**ACTIVITY:** Continue the piece on the watercolor painter Foster and his wilderness journeys, picking up after its final sentence.

**EXCERPT PROVIDED:**
┄┄┄┄┄┄

Foster has been adventuring into the world’s wilderness for decades now. “The original idea was when I started to follow in the footsteps of Henry Thoreau for an exhibition at the Yale Centre for British art. I went hiking, and painting, through the mountains in Maine. I had never encountered wilderness like it before. All of Europe has been fought over, bought and sold for thousands of years. But this felt like real wilderness. I would walk for 10 days without seeing any other person.” This is what Foster decided to spend his life capturing. “The exhibitions got more and more ambitious as I learned I was capable of living in these places and managing.”
At home in his Cornish studio
Admittedly, he’s not what you might call a city ‘type’. Never has been. “I loved camping when I was young, I was born and bred in the Lincolnshire fens and as a 7-year old kid, if my mum gave me an egg and bacon I would rather cook it outside on a fire, than eat it inside.”
He always works in watercolour. “It’s the most portable medium. My gear is less than the size of a packet of cigarettes. The paint is in a Tupperware box and I mix on the lid. My paper is rolled up in an aluminium tube and my easel folds into two. I carry it on my back. Everything is organised for practicality. I do collect samples, and objects, but they are really as reminders, like a scrap of bird’s nest, than pieces in themselves. Unlike an artist such as, say, Richard Long who brings back rocks with him.”
At work in the Grand Canyon
He admires contemporaries such as Long, who also immerses himself in nature to achieve his sculptures. “Well, Long is a bit more conceptual. People don’t respond to it so readily as they do to watercolours. I do like Andy Goldsworthy, his photographs of chains of leaves going down a river are wonderful.”
He acknowledges those two artists are far more fashionable, but he’s happy with his medium. “The watercolour doesn’t attract critical attention but its much more accessible to the public,” he says. “People get it immediately and understand immediately what its about.” Is that more important? Foster thinks so.

┄┄┄┄┄┄

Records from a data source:
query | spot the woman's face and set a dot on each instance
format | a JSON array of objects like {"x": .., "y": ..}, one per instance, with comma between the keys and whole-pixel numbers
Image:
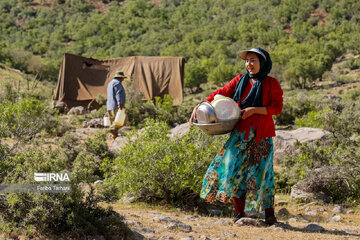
[{"x": 252, "y": 63}]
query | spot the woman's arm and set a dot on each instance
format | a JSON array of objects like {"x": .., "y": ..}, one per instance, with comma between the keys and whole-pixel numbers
[
  {"x": 228, "y": 91},
  {"x": 248, "y": 112}
]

┄┄┄┄┄┄

**TASK RESULT:**
From Painting At The Edge
A documentary film of Foster, Painting At The Edge is on general release. It shows him in his preferred place of work, namely way, way off the beaten track; canoeing down the Green River in Utah, shooting rapids, walking miles through stony terrain until he finds a favoured view to paint. There he will set up his tent. He estimates he has spent about eight years sleeping in a tent, all told. He paints for a couple of hours until it gets dark. Then he is up at dawn, painting until it’s time to move on. Every two hours he takes a tea break. That’s it.
Foster has painted in ice fjords, underwater (drawing and then painting what he has drawn), on three separate flanks of Everest, and in the Grand Canyon. Has he noticed the effects of climate change? “I have noticed climate change and the physical destruction of things I have painted only a few years before. I paint complex and wonderful places, and I hear the chainsaws coming up behind me. I have done drawings underwater in coral reefs and painted the dazzling beauty of those places. The next year, I have returned to find it bleached and gone.”
Maybe he ought to be nominated for the Turner Prize. Because for all his conservative medium, and straightforward messaging, Tony Foster is as radical and politicised as previous winners of the Turner Prize, including Gilbert and George, Lubiana Himid or Grayson Perry. But not as fashionable.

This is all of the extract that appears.